CONSIGNE A ::
Repérez chaque ligne des enregistrements où figure le mot « hand », puis recopiez ces lignes telles qu'elles apparaissent.

PASSAGE FOURNI ::
****************************************
Et bien, ces personnes c’est moi et quelques milliers d’autres qui aiment leur travail, qui se sentent utiles et qui réfléchissent à leurs rôles professionnels dans leur établissement, qui s’adaptent aux différents enfants qu’ils suivent, qui sont surdiplômés par rapport à la fiche de poste qu’ils ont. Ce sont ces personnes qui depuis des années ont réfléchi et ont créé le métier d’auxiliaire de vie scolaire.
Après 6 ans de contrat d’un an, renouvelé tous les ans, je suis virée, non pas que je travaille mal, que j’ai commis une faute grave, non il s’agit de la fin de ce système de renouvellement qui mettrait l’éducation nationale en infraction si elle me proposait un autre contrat.
Deux ans de chômage où je vous passerai les détails pour trouver un emploi ou prétendre à une formation professionnelle. Puis un autre contrat, privé, en CAE-CUI. Qu’est-donc ?
Mon salaire est subventionné à 70% par pôle emploi pour permettre à un autre établissement de me recruter. Il s’agit à la base d’un contrat pour aider les plus démunis, les plus mal diplômés à être embauchés.
J’ai droit à ce contrat car cela fait 2 ans que je suis au chômage.
****************************************
(Éléments issus d'une source de données)
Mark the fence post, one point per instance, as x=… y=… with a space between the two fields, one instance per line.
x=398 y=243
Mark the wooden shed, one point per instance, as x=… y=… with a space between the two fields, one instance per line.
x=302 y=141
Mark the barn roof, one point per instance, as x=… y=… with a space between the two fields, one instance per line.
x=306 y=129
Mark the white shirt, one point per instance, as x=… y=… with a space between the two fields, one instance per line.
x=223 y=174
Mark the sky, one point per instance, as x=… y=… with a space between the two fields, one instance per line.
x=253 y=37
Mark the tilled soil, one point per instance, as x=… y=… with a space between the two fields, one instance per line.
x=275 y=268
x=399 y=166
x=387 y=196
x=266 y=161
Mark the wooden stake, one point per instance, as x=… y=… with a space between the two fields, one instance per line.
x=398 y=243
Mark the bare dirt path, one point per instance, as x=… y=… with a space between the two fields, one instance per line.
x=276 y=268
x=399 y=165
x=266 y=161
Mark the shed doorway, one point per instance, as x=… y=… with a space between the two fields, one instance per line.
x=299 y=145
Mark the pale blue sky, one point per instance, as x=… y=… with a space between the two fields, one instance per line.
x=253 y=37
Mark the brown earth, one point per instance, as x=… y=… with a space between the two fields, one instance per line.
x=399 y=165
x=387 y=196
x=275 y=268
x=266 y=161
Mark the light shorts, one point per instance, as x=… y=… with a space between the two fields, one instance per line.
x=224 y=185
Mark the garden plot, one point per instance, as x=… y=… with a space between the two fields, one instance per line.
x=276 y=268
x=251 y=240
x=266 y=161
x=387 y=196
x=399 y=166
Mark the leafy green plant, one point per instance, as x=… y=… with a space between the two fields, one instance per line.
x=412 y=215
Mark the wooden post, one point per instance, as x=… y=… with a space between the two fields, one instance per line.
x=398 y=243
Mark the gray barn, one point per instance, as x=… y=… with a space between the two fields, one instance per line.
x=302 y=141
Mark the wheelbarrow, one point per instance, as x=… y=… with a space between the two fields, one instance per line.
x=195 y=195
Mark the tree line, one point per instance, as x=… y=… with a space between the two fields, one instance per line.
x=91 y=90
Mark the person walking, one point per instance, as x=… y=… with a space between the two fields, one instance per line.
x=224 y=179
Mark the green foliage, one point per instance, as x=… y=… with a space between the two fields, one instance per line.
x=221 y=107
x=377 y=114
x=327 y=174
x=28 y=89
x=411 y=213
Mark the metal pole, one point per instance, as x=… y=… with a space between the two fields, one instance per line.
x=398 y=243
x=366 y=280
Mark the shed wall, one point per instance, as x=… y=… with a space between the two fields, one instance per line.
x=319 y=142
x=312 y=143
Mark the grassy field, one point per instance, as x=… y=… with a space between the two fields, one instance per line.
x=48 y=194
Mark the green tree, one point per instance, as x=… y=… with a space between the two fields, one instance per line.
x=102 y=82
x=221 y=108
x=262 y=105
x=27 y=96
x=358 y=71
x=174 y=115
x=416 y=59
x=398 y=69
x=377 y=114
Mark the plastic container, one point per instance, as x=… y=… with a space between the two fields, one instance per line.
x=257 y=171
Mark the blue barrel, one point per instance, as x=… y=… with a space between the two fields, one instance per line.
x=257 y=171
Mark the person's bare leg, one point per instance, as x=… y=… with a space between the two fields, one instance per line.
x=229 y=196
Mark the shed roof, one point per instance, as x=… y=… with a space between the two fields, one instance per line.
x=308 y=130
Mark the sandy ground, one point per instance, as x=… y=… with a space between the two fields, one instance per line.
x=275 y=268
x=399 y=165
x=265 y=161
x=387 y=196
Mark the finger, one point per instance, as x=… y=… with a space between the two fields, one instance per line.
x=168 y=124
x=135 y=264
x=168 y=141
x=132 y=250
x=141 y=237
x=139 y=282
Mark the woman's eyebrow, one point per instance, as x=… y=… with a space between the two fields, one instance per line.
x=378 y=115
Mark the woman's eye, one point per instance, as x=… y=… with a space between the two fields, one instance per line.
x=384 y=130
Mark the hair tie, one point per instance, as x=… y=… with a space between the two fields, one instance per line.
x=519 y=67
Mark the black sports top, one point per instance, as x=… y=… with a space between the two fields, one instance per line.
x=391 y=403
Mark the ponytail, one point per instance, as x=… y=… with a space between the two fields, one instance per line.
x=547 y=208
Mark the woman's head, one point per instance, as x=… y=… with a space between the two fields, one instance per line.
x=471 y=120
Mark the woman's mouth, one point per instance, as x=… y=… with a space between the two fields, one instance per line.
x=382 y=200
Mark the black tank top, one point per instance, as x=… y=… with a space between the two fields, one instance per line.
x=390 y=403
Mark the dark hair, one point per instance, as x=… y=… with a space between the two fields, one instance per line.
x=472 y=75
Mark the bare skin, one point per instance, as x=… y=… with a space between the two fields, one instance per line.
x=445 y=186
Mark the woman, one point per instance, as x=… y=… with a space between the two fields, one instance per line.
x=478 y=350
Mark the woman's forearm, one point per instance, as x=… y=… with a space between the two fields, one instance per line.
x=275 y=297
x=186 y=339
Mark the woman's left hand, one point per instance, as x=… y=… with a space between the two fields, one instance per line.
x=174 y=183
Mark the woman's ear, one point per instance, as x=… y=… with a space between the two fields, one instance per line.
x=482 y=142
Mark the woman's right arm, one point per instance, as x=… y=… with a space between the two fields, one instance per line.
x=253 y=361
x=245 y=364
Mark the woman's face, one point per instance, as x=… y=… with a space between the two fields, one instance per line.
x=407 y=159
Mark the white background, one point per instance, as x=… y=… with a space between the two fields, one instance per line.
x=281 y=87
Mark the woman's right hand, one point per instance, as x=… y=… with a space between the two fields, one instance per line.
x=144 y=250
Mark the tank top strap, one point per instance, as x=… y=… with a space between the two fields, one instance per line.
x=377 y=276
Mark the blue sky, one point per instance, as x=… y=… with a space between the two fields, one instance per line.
****************************************
CONSIGNE B ::
Relevez, dans l'ordre où elles apparaissent, toutes les durées exprimées en années dans le passage sur le métier d'auxiliaire de vie scolaire.

RÉSULTAT A ::
Mark the woman's left hand, one point per instance, as x=… y=… with a space between the two fields, one instance per line.
Mark the woman's right hand, one point per instance, as x=… y=… with a space between the two fields, one instance per line.

RÉSULTAT B ::
- 6 ans
- un an
- Deux ans
- 2 ans